#### [Source extract]
* * * * * * * * *

# Windows 10 and S mode? Faster, slower, privacy issue?



## WhatInThe (Mar 17, 2022)

Looking at some new computers-low cheaper end.  The store rep said they all had Windows 10 with S Mode which means they want all downloads going through the Microsoft Store. Checked on line say they are simply prechecked downloads others say it's the ms version. Some say any download not from the ms store will slow down the computer. 

As with any app via a 'store' there are also user agreements. Yes the actual company is going to get information but why should Microsoft or Google get more than ip or computer id?


----------



## kburra (Mar 17, 2022)

Windows 10 in S mode is a version of Windows 10 that's streamlined for security and performance, while providing a familiar Windows experience. To increase security, it allows only apps from the Microsoft Store, and requires Microsoft Edge for safe browsing.


----------



## Capt Lightning (Mar 18, 2022)

'S' stands for Satan, for Win 10S must have been created by the devil to torture all who use it.  This laptop had it pre-loaded and I made the mistake of not converting it to 'standard' windows before I loaded Linux.  The Satan version prevents you from customising it to suit yourself using 3rd party software or changing the Registry.  

Needless to say, I don't use it - it just sits, redundant, on its own partition. If anyone has the misfortune to have a machine with Win 10S, I thoroughly recommend updating it to remove the restrictions it imposes.  Better still, ditch windows and get Linux.


----------



## kburra (Mar 18, 2022)

*How to Turn Off Windows 10 S Mode*​To turn off Windows 10 S Mode, click the Start button then go to _Settings > Update & Security > Activation_. Select _Go to the Store_ and click _Get _under the _Switch out of S Mode_ panel. Then click _Install_ and wait for the process to finish.

* * * * * * * * *

#### [Task list]
a. Name every distinct username that appears as a post author in the forum thread about Windows 10 S mode.
b. Transcribe the forum thread about Windows 10 S mode, starting at "## kburra (Mar 17, 2022)" and ending at "for safe browsing.".

* * * * * * * * *

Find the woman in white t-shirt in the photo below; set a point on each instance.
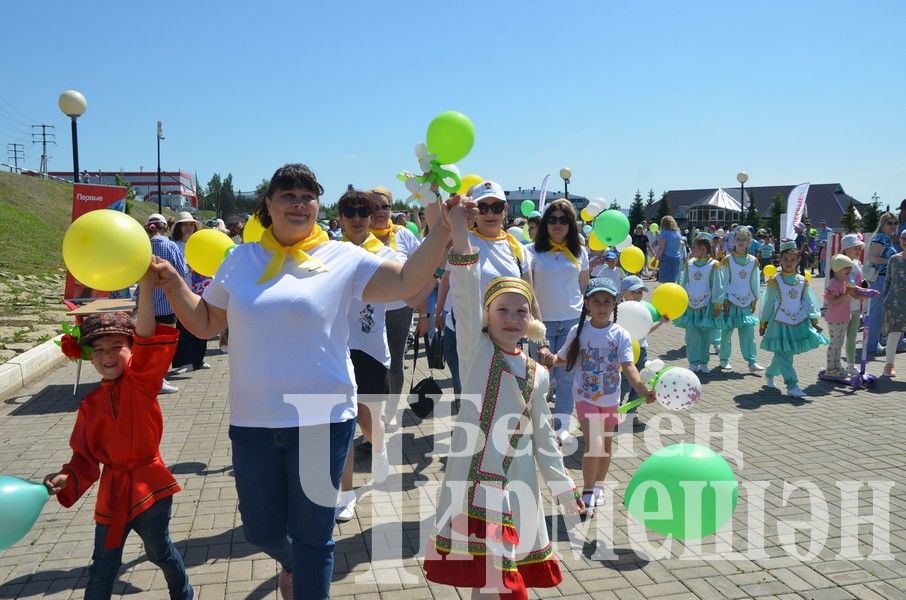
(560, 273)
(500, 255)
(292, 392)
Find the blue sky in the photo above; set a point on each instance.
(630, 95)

* * * * * * * * *

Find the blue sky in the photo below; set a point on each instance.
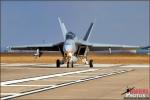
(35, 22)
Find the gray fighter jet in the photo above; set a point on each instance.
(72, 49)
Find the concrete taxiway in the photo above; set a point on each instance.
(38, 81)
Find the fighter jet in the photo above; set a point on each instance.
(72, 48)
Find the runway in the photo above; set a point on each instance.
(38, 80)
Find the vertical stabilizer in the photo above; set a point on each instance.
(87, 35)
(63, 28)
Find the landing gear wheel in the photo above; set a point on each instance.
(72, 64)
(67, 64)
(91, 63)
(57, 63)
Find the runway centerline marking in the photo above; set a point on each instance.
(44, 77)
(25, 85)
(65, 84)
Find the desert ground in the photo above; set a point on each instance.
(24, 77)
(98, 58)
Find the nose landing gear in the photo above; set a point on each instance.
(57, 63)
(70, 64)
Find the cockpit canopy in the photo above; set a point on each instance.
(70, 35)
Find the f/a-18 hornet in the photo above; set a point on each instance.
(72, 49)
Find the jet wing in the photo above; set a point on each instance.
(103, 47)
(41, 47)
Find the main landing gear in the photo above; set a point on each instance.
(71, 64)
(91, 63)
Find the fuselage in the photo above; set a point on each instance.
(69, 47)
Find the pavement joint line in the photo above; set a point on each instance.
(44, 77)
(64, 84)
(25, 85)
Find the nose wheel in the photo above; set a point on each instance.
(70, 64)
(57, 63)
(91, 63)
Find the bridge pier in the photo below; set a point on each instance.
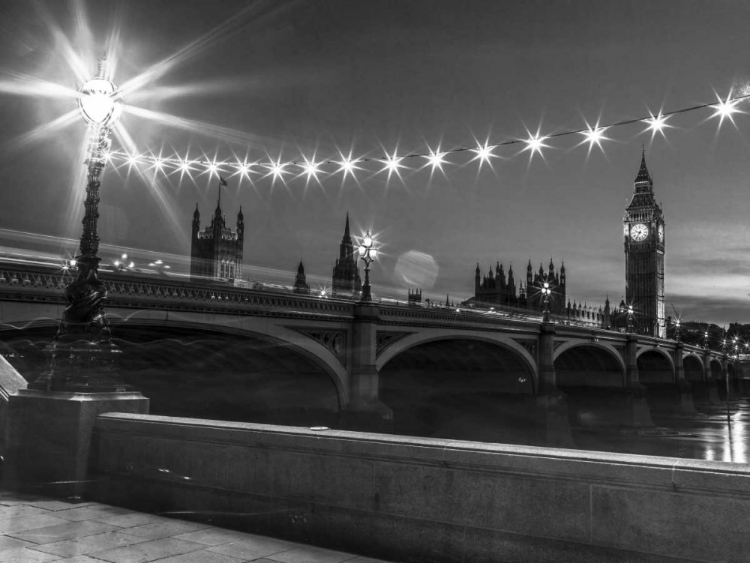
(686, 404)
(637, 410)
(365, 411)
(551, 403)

* * * * * * * * *

#### [The solutions]
a. WhatInThe, kburra, Capt Lightning

b.
## kburra (Mar 17, 2022)

Windows 10 in S mode is a version of Windows 10 that's streamlined for security and performance, while providing a familiar Windows experience. To increase security, it allows only apps from the Microsoft Store, and requires Microsoft Edge for safe browsing.